## Instructions for the task
Return, word for word, the stretch of records from the line containing "like x=317, y=118." through the line containing "x=231, y=208", both of those lines included, and nothing else.

--------------------------------------------------

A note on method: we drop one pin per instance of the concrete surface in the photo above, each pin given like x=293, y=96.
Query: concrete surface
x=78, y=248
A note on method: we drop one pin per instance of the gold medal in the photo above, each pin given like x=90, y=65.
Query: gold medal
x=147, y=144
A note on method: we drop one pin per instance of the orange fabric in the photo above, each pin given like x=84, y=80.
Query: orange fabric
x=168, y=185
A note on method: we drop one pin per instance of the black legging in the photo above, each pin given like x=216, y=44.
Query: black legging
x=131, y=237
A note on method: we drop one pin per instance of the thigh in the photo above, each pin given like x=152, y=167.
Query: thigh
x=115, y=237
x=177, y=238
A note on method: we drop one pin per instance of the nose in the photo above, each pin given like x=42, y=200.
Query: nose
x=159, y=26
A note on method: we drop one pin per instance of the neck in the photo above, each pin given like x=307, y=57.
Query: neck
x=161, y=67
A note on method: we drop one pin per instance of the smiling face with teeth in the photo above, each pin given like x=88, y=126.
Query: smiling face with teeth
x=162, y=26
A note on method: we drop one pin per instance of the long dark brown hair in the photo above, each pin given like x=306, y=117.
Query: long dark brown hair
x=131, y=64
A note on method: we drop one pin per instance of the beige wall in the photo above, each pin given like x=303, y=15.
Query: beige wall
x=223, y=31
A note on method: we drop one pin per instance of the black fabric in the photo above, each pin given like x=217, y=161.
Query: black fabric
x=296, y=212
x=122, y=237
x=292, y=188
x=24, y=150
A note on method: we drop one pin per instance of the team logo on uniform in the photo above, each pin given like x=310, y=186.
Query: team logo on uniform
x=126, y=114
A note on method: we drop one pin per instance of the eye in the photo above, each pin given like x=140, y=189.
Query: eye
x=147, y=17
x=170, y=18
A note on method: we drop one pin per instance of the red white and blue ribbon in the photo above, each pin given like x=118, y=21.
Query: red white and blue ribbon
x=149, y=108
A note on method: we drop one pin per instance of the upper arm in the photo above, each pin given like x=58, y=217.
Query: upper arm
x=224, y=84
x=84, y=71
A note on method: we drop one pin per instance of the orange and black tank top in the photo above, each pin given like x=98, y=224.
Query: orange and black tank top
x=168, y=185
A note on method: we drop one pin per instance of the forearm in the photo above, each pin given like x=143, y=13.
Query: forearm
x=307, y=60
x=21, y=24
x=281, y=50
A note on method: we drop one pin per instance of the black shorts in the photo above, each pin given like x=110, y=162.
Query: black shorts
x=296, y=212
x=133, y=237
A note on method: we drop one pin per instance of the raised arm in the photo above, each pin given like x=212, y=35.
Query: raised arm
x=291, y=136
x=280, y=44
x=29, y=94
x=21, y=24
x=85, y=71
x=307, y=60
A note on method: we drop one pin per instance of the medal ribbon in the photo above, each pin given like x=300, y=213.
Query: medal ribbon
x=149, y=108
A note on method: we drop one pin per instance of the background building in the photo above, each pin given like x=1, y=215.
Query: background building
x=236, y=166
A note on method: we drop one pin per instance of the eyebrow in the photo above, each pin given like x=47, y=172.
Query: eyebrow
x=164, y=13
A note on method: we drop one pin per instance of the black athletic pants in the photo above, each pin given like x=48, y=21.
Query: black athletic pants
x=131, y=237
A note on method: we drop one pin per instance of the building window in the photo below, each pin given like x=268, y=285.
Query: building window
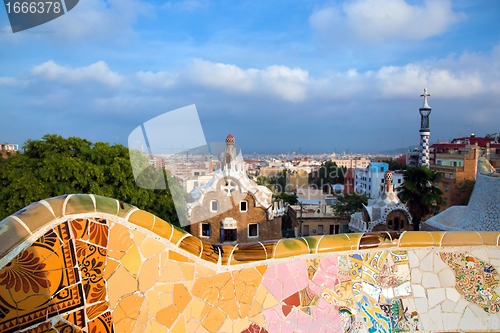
x=228, y=235
x=205, y=230
x=253, y=230
x=214, y=206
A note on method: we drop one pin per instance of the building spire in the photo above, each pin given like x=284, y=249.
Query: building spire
x=425, y=95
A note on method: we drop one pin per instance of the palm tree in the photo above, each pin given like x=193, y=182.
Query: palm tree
x=419, y=193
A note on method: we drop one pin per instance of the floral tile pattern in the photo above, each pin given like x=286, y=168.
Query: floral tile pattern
x=132, y=272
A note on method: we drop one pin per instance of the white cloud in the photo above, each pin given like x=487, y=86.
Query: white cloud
x=98, y=72
x=377, y=21
x=162, y=79
x=187, y=5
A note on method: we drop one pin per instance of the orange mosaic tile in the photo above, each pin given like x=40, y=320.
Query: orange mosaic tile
x=162, y=228
x=250, y=252
x=192, y=245
x=416, y=239
x=375, y=240
x=332, y=243
x=142, y=219
x=461, y=238
x=291, y=247
x=79, y=203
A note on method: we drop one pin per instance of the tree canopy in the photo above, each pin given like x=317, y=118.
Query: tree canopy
x=55, y=166
x=419, y=193
x=349, y=204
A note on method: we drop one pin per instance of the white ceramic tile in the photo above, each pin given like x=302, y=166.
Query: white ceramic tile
x=447, y=278
x=426, y=263
x=418, y=291
x=430, y=280
x=439, y=264
x=416, y=276
x=452, y=294
x=421, y=305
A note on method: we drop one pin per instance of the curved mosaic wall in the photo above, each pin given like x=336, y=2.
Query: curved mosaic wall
x=85, y=263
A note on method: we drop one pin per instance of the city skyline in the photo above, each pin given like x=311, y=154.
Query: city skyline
x=321, y=76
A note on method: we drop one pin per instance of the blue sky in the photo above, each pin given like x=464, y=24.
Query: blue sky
x=278, y=75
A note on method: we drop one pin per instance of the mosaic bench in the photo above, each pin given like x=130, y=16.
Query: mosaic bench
x=85, y=263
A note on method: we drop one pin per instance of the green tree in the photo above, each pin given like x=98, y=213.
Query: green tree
x=55, y=166
x=419, y=193
x=349, y=204
x=329, y=173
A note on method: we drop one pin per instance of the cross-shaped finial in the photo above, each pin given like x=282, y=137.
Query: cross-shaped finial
x=425, y=95
x=229, y=188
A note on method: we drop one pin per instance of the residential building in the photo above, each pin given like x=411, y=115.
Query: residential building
x=312, y=217
x=386, y=213
x=368, y=180
x=231, y=208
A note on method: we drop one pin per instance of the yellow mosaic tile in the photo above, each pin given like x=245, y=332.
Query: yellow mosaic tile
x=171, y=273
x=437, y=236
x=461, y=238
x=110, y=268
x=162, y=228
x=142, y=219
x=375, y=240
x=355, y=239
x=138, y=236
x=149, y=273
x=214, y=320
x=132, y=260
x=333, y=243
x=172, y=255
x=181, y=297
x=179, y=327
x=187, y=271
x=270, y=301
x=203, y=271
x=119, y=238
x=229, y=307
x=12, y=234
x=157, y=328
x=192, y=245
x=197, y=308
x=131, y=305
x=416, y=239
x=248, y=253
x=254, y=309
x=79, y=203
x=153, y=302
x=35, y=216
x=164, y=288
x=240, y=325
x=243, y=309
x=119, y=284
x=489, y=237
x=291, y=247
x=259, y=320
x=177, y=234
x=150, y=247
x=57, y=204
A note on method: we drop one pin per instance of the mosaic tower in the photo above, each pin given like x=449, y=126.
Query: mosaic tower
x=425, y=132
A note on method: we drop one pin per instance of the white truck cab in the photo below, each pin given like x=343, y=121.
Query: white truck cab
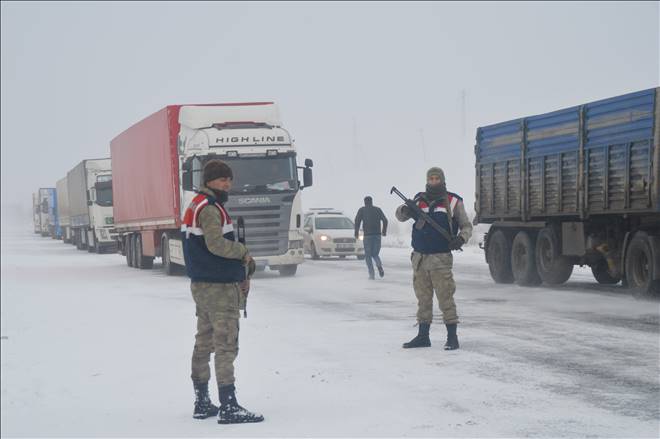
x=266, y=191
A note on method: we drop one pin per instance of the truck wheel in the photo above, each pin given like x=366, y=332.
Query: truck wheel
x=315, y=255
x=552, y=267
x=523, y=260
x=499, y=257
x=170, y=268
x=639, y=267
x=288, y=270
x=602, y=274
x=142, y=262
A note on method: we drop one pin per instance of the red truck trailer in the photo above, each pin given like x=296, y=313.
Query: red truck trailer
x=157, y=165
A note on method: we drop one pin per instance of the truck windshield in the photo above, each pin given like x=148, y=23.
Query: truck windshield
x=255, y=174
x=263, y=174
x=334, y=223
x=104, y=191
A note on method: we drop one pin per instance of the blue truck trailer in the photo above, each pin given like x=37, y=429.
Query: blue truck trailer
x=578, y=186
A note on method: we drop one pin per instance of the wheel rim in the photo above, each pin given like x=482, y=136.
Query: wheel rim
x=641, y=269
x=497, y=254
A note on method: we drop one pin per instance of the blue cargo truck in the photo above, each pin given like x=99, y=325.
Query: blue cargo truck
x=578, y=186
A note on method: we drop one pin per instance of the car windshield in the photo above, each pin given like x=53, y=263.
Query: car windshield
x=258, y=174
x=334, y=223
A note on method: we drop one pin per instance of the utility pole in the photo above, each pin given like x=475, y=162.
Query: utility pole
x=356, y=148
x=421, y=136
x=463, y=112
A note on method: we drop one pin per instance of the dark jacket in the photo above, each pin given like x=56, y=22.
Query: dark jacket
x=371, y=216
x=210, y=251
x=427, y=240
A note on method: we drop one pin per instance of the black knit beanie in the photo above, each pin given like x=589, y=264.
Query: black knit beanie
x=216, y=169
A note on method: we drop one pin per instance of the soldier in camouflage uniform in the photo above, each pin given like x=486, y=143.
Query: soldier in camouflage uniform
x=219, y=268
x=432, y=259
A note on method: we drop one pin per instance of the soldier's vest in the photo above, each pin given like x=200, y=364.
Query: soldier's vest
x=427, y=240
x=201, y=264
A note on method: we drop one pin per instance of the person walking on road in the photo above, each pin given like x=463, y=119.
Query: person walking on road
x=431, y=258
x=371, y=217
x=216, y=264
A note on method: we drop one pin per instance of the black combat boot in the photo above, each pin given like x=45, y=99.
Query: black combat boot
x=232, y=413
x=422, y=340
x=203, y=406
x=452, y=338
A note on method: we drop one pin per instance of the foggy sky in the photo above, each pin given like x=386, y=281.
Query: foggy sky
x=374, y=93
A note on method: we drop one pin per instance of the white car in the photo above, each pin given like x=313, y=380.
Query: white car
x=328, y=232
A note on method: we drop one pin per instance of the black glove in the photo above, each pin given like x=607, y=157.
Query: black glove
x=456, y=243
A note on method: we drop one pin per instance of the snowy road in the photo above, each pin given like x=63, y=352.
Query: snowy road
x=91, y=347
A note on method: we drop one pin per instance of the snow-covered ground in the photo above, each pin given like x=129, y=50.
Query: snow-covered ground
x=91, y=347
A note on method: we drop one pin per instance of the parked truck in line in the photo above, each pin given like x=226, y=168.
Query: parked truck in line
x=89, y=192
x=158, y=164
x=63, y=209
x=48, y=219
x=578, y=186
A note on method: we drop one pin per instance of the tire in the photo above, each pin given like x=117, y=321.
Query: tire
x=639, y=267
x=523, y=260
x=288, y=270
x=499, y=257
x=552, y=267
x=142, y=262
x=602, y=274
x=312, y=249
x=170, y=268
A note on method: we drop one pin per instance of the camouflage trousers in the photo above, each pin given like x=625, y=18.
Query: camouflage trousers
x=433, y=272
x=217, y=330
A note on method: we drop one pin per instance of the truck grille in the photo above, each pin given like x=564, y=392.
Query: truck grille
x=266, y=227
x=344, y=240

--------------------------------------------------

## Final result
A note on method: we drop one pin per instance of the tree canopy in the photo above, each pin given like x=317, y=118.
Query: tree canopy
x=55, y=166
x=419, y=193
x=349, y=204
A note on method: we drop one pin per instance of the white ceramic tile in the photo above, each pin given like x=302, y=166.
Query: white ceramic tile
x=447, y=278
x=426, y=263
x=418, y=291
x=430, y=280
x=439, y=264
x=416, y=276
x=452, y=294
x=421, y=305
A note on method: we drop one pin per instance of the curved mosaic wall in the photo above, each pin given like x=336, y=2.
Query: curved mosaic wall
x=85, y=263
A note on method: we drop one pin per instance of the city skyline in the photo above, each pin given like x=311, y=154.
Query: city skyline
x=321, y=76
A note on method: we drop one pin per instance of the blue sky in the photo above, each pin given like x=464, y=24.
Query: blue sky
x=278, y=75
A note on method: we drop one pin per instance of the mosaic bench in the photo above, each pin given like x=130, y=16.
Query: mosaic bench
x=85, y=263
A note on method: we drop one pin per instance of the green tree in the photo above, each pin given like x=98, y=213.
Query: green tree
x=55, y=166
x=419, y=193
x=349, y=204
x=329, y=173
A note on method: we drop one pin per instance of the cross-shaped finial in the photo above, each pin given like x=282, y=137.
Query: cross-shaped finial
x=425, y=95
x=229, y=188
A note on method: we drop one pin per instance of the residential building in the photo above, each pin given like x=411, y=115.
Query: residential building
x=312, y=217
x=386, y=213
x=368, y=180
x=231, y=208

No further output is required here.